**WHAT NEEDS TO BE DONE**
Reproduce the entries below exactly, but only from the line containing "of the boulder;" to the line containing "of the brown", inclusive.

**DATA RECORDS**
________________
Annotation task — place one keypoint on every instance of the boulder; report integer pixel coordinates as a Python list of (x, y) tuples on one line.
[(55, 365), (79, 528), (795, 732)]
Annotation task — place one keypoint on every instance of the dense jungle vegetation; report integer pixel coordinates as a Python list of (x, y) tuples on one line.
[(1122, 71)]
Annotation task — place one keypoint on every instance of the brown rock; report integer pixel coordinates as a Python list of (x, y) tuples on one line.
________________
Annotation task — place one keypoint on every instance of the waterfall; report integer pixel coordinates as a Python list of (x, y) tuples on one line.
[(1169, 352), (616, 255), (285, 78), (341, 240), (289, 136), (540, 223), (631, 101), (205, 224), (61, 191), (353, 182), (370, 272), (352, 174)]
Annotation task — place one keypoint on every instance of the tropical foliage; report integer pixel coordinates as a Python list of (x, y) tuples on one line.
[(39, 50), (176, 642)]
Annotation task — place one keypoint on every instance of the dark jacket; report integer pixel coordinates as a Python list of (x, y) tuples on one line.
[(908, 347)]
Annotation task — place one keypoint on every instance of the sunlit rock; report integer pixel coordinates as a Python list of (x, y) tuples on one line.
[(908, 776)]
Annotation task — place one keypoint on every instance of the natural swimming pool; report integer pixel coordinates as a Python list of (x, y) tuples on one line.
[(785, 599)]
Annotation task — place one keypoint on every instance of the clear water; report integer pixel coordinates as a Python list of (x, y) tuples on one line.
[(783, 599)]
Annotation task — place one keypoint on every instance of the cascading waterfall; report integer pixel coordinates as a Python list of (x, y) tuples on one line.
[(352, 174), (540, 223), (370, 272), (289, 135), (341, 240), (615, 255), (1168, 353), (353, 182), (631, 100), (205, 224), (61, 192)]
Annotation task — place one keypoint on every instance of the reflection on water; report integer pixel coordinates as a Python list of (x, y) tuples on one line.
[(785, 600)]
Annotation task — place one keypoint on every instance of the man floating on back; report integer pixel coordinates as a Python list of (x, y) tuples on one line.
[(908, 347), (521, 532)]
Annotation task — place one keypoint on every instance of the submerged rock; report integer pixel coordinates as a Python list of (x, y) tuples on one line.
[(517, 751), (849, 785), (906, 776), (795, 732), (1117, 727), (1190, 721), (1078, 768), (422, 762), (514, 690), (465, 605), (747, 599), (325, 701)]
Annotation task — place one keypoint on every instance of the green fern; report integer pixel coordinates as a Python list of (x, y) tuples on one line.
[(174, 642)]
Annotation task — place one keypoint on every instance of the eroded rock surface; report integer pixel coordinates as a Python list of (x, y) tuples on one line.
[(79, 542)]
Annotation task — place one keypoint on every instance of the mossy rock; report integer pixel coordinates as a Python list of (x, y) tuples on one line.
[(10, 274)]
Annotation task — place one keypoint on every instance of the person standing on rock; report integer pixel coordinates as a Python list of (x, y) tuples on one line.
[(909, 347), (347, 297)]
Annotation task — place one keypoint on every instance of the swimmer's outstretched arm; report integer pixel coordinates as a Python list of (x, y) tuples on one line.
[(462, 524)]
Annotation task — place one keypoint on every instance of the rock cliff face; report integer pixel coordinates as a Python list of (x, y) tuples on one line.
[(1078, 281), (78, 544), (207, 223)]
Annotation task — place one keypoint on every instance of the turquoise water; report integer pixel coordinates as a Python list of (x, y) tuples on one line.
________________
**EXERCISE OUTPUT**
Annotation task — place one keypoint on every instance of the boulder; report integer pixel coordinates as a Python list of (x, y) tuples on one line.
[(55, 365), (79, 528), (795, 732)]
Annotation task — place one keypoint on every instance of the dense jungle vegetation; report integer pixel coordinates as a Python list of (x, y) tuples on one line.
[(1122, 71)]
Annotation task — place one keypoint on every instance of the brown rock; report integer pixel coordinates as a Python list of (x, y) tuples on one line.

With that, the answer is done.